(Aim of the exercise) From the line that has "Identify one point on each instance of the jersey placket" down to the final line of the listing below, transcribe every line exactly, and only those.

(Location identification items)
%%

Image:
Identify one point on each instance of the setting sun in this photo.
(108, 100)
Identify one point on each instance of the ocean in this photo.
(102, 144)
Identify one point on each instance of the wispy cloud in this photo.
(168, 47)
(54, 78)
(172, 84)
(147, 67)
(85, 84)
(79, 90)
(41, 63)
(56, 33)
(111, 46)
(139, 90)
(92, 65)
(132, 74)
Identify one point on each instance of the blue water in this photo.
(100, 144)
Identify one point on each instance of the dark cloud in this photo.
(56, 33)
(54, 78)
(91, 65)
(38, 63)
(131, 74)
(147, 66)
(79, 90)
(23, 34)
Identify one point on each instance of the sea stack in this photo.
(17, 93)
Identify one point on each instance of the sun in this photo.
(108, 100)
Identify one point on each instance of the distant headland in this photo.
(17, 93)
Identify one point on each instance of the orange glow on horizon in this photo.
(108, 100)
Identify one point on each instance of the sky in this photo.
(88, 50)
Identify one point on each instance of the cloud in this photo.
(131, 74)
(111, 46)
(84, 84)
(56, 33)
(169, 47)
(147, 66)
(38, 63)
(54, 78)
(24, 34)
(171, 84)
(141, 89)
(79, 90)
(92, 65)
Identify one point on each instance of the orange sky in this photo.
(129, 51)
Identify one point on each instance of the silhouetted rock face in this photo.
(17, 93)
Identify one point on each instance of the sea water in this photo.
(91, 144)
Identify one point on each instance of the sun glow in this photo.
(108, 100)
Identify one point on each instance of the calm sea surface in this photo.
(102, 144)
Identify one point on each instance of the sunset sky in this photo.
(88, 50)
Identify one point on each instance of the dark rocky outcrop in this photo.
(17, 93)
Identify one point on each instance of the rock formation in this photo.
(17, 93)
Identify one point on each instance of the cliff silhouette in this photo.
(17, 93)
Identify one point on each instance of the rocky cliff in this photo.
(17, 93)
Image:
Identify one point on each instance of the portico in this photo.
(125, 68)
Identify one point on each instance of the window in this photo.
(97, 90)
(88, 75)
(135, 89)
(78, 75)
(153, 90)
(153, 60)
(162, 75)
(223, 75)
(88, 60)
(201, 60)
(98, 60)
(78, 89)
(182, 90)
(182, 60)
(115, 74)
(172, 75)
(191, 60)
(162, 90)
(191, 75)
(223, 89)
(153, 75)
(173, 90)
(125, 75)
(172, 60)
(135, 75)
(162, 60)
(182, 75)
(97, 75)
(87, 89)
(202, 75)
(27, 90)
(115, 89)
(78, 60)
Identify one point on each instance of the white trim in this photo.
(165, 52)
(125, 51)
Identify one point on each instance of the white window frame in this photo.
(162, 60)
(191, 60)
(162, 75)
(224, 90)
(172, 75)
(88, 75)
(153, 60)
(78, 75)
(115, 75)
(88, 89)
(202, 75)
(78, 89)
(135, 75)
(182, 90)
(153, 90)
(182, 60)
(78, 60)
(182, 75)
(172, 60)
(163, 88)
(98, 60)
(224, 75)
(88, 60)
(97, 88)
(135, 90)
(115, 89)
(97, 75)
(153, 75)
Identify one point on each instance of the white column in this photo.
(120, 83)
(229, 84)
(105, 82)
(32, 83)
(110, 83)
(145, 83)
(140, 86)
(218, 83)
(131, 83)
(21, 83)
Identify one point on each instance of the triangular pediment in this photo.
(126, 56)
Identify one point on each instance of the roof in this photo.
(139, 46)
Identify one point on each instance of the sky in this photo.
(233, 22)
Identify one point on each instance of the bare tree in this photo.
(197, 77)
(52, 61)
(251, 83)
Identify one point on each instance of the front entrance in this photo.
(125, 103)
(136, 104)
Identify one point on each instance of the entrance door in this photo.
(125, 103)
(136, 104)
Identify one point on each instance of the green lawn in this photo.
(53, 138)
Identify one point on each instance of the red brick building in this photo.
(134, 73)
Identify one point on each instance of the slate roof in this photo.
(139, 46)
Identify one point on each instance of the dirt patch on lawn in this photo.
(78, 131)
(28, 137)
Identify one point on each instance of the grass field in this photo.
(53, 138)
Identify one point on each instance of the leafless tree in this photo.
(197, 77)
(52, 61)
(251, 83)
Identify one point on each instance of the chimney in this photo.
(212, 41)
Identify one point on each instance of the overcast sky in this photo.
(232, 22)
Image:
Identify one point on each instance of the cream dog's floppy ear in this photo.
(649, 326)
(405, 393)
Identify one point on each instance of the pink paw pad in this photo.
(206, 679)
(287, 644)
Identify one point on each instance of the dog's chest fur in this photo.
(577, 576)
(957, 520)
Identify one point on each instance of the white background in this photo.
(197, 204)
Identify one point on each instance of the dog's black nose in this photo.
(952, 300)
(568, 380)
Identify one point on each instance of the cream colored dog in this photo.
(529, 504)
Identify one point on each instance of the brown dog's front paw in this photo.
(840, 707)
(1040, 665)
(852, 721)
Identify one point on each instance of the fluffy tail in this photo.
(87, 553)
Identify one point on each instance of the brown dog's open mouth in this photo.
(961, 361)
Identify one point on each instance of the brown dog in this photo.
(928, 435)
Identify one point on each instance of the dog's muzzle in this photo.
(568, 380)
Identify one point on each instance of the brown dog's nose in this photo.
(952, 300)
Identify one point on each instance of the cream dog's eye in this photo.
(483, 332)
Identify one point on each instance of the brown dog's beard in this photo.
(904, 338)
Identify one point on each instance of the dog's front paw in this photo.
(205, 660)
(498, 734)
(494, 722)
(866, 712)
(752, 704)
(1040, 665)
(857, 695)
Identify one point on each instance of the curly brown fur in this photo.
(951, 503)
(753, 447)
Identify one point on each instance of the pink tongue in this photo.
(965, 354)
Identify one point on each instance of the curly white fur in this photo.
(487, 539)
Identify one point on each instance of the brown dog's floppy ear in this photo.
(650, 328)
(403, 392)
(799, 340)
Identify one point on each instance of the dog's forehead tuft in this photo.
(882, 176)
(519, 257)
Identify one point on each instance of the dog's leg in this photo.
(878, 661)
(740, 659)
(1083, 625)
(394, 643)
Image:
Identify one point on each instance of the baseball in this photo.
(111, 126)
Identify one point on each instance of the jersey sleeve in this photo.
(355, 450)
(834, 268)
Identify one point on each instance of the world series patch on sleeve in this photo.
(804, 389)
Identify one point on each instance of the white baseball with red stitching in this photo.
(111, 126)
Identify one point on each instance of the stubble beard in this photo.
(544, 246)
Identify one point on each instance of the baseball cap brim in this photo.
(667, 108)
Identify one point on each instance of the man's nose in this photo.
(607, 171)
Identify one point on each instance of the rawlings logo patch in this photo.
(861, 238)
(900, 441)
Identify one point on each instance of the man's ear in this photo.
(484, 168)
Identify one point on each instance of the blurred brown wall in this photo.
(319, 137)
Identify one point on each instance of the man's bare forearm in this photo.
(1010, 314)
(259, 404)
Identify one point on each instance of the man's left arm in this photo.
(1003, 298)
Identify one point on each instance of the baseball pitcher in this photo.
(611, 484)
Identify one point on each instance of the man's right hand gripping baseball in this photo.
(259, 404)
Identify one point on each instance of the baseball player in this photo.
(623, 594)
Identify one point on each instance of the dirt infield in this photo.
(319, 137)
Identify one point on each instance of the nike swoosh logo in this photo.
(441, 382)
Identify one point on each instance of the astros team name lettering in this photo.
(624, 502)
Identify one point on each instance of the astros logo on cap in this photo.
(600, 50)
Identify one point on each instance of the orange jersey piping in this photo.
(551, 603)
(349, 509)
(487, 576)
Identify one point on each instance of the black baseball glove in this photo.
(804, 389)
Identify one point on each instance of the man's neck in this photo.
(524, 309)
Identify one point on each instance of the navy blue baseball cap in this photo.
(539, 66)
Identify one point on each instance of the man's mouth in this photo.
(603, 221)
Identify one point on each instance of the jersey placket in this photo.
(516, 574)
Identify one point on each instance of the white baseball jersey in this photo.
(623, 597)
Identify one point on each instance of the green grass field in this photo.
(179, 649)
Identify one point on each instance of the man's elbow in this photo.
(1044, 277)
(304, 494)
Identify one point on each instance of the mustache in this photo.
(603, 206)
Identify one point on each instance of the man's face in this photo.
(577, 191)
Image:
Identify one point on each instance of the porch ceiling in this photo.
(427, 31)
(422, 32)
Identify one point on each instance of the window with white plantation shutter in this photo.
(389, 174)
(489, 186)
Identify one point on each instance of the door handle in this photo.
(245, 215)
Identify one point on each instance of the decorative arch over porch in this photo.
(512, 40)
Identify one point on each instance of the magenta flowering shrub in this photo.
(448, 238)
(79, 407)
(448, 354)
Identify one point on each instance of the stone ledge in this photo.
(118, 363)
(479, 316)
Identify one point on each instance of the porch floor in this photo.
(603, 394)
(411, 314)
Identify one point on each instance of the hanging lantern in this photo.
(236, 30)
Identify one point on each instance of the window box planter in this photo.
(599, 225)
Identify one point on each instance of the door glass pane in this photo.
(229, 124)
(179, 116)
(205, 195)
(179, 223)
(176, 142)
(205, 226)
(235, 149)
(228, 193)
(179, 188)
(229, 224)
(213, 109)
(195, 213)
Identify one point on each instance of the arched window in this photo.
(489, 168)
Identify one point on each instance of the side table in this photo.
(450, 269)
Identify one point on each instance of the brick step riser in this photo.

%%

(Correct answer)
Identify one point on each instance of the jersey placket in this photo.
(516, 574)
Identify one point on each instance of the white baseball jersey in this photo.
(623, 597)
Identify one point on each instance of the green grass field in this photo.
(179, 649)
Identify one point on each instance of the man's elbow in this photo.
(1044, 277)
(304, 494)
Identify one point on each instance of the mustache in this photo.
(603, 206)
Identify one point on each instance of the man's face in this photo.
(577, 191)
Image:
Identify one point on each instance of the porch ceiling in this photo.
(427, 31)
(422, 32)
Identify one point on each instance of the window with white plantation shutter in this photo.
(389, 174)
(489, 186)
Identify one point on each instance of the door handle in this photo.
(245, 215)
Identify one point on each instance of the decorative arch over porch in this photo.
(512, 40)
Identify one point on each instance of the magenta flowering shrub in this photo.
(448, 238)
(79, 407)
(448, 354)
Identify one point on each instance of the stone ledge in this photo.
(118, 363)
(479, 316)
Identify one point on each instance of the porch floor in this photo.
(603, 394)
(411, 314)
Identify one point on each instance of the hanging lantern in this photo.
(236, 30)
Identify one point on each instance of the window box planter in this photo.
(599, 225)
Identify one point on each instance of the door glass pane in this photo.
(229, 124)
(179, 116)
(205, 195)
(179, 223)
(176, 142)
(205, 226)
(235, 149)
(228, 193)
(179, 188)
(229, 224)
(213, 109)
(195, 213)
Identify one point on each instance of the arched window in this photo.
(489, 168)
Identify one point on each instance of the side table in this photo.
(450, 269)
Identify one point on each instance of the brick step riser in this photo.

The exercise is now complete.